"""

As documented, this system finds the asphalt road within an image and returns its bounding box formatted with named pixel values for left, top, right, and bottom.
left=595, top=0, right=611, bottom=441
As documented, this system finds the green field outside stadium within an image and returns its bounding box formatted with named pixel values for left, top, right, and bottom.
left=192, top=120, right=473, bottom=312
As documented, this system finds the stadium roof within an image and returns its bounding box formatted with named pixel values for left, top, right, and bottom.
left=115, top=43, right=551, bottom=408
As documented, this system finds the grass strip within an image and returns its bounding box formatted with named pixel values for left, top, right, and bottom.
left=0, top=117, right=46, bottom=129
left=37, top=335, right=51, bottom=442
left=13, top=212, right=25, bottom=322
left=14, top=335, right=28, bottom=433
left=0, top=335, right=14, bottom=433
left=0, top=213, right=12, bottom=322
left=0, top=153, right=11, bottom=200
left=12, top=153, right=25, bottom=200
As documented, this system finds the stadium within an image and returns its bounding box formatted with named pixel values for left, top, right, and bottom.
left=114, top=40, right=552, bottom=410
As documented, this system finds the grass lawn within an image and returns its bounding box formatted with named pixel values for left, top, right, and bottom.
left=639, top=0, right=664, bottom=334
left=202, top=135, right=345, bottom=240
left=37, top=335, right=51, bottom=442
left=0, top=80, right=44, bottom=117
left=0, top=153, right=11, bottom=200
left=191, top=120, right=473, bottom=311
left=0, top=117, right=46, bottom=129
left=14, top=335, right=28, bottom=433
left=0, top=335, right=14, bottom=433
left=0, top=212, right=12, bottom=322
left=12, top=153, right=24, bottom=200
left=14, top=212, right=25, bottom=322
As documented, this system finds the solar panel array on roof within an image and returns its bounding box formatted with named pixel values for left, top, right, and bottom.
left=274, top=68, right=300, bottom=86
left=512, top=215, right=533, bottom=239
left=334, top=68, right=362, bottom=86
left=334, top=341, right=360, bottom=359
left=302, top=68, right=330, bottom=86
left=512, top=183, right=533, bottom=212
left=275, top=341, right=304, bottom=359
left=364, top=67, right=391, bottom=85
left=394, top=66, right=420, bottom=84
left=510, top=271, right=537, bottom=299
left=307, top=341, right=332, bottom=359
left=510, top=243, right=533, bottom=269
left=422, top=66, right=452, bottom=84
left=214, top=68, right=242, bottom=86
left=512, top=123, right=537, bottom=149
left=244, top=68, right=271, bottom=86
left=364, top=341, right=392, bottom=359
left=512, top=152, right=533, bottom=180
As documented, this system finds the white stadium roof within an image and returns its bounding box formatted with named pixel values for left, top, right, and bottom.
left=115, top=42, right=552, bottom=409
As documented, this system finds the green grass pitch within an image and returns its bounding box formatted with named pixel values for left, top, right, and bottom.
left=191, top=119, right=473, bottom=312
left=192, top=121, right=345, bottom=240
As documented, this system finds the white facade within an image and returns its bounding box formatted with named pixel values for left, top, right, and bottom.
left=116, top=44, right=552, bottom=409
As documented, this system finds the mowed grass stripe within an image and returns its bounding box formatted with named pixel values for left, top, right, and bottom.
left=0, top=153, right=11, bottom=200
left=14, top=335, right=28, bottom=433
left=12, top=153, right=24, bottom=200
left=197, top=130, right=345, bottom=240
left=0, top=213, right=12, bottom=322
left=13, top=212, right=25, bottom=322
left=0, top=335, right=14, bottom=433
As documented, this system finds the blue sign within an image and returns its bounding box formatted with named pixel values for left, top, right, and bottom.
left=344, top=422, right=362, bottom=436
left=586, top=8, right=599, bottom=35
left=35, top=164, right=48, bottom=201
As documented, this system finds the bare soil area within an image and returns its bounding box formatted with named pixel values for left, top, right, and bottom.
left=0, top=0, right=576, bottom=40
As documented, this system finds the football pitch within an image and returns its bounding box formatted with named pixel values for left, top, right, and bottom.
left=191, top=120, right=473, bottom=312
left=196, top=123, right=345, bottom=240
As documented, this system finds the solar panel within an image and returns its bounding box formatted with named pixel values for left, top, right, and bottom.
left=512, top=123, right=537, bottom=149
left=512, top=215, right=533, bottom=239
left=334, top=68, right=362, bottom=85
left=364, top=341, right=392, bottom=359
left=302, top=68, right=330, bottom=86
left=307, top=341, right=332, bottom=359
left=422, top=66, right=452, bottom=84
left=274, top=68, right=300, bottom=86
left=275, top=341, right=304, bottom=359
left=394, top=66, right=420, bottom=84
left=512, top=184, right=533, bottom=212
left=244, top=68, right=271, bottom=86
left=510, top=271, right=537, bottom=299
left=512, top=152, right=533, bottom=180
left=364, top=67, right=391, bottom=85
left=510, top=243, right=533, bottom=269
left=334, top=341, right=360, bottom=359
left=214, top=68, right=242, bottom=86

"""

◆ YOUR GOAL
Lay out the listing, starting at the line containing "As documented, this system finds the white stadium" and ending at the line containing "left=115, top=42, right=552, bottom=409", as a Markdown table with the columns Row and Line, one row per line and blank lines omitted.

◆ EXERCISE OUTPUT
| Row | Line |
|---|---|
| 1 | As documented, this system finds the white stadium roof within an image and returns its bounding box formatted with named pixel values for left, top, right, and bottom. |
| 2 | left=115, top=42, right=552, bottom=409 |